ACTION ITEM – Could you put the lines below into a numbered list, leaving out any blank lines?

[Source data]

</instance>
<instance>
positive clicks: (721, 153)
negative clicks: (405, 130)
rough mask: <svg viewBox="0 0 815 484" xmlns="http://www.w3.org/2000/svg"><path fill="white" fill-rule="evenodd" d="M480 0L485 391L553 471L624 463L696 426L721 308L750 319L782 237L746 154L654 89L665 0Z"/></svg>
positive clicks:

ANSWER BELOW –
1. </instance>
2. <instance>
3. positive clicks: (721, 153)
4. negative clicks: (405, 130)
5. rough mask: <svg viewBox="0 0 815 484" xmlns="http://www.w3.org/2000/svg"><path fill="white" fill-rule="evenodd" d="M480 0L485 391L553 471L624 463L696 426L721 308L750 319L782 237L746 154L654 89L665 0Z"/></svg>
6. positive clicks:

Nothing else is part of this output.